Task to complete: Pick up the Fantasia 2022 review of the film Glorious that follows and keep writing from its last sentence, in the same voice.

Text for analysis:
********
Fantasia 2022: Glorious – Head Like a Hole

The contemporary horror movie is an open-ended playfield anyone can contribute to at any scale. The most inclusive of modern genres, horror is rife with opportunities. Anything can fit inside the box. Any kind of wacky story. Oddball characters. You can make big ideas in small spaces. It’s the best place for new voices, outside the all-inclusive form of documentaries. We get to see totally new perspectives, like this peculiar chamber film about Lovecraftian horror orbiting around a glory hole. From director Rebekah McKendry, an avid horror podcaster and student of horror films, comes Glorious, an exhibition of love for genre and how working around limitations in movies can still produce totally satisfying results.

Would you trust the voice of a god? What if it bellowed out of a glory hole? What if it was voiced by J.K. Simmons? You’d just have to listen and take it at face value. Such is the situation for poor Wes (Ryan Kwanten), fresh out of a break up and mysteriously locked inside a rest stop bathroom with an unholy God. The cosmos have chosen him. Sometimes the universe speaks to you through the portrait of a hybrid humanoid creature with five eyes and a glowing hole usually reserved for some form of sexual activity, but now occupied by sacred transmissions.

It looks the way cosmic horror does lately. Lots of bloomed out purples and particle heavy hallucinatory designs. Cthulhu like monsters. Lots of blood splatter, sometimes showers of blood. The look of modern indie horror. Call it clichéd or played out because it’s an effective way to be evocative and to produce aesthetic connections on a lower budget. It works. That’s all horror aesthetics really need to do: justify themselves within the confines of their story.
********
Dataset content:
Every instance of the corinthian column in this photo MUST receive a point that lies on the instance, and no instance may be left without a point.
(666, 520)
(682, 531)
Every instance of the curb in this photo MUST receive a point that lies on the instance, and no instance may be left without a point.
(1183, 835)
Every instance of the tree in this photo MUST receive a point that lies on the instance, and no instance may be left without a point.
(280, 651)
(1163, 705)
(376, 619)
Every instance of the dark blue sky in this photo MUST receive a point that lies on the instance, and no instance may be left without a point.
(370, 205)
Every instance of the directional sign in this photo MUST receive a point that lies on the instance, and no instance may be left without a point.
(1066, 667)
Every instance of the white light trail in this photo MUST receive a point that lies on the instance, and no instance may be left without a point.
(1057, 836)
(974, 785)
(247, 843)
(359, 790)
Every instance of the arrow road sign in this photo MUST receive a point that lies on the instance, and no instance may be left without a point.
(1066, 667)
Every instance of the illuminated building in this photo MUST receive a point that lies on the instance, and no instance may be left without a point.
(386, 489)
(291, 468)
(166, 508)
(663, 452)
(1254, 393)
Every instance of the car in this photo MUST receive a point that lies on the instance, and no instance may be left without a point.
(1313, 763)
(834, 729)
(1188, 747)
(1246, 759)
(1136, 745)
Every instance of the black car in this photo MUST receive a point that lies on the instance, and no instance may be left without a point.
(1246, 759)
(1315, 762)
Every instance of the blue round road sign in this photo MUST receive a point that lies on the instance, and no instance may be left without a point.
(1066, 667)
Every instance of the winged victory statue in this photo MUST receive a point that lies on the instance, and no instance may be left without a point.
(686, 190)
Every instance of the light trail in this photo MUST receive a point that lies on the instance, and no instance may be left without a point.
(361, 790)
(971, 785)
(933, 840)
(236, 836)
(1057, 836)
********
Task response:
As a concise bottle episode, clocking in at an agreeably brief 80 minutes, the film still feels “feature length”. You shouldn’t want it cut down any and it shouldn’t be a short film, because everything in it occupies a purpose. It is not too claustrophobic and McKendry does allow flashbacks and horrorish illusions of the past, means of confronting what really drives our character through psychosexual exposure therapy exposed in a ridiculous way. The film luckily contains just enough. It adds another character in and slowly unlocks meaning through J.K. Simmons’ inspired and regularly funny voice performance.

It’s a well judged little thing. There is plentiful merit in getting in and getting out. Show us what we need to see, let the film speak for itself, and allow the visual direction to occupy the space of the film. There is nothing profound here. Nothing you haven’t seen in variations in the kind of indie horror films that are regular festival darlings. This gets to be one of those too. It shows that McKendry has found a smart voice and has keyed into a lifetime of horror influences to create a situation that plays just about how we expect but has plenty of fun doing it. It won’t change your mind. For festival loving genre heads, it may be just enough.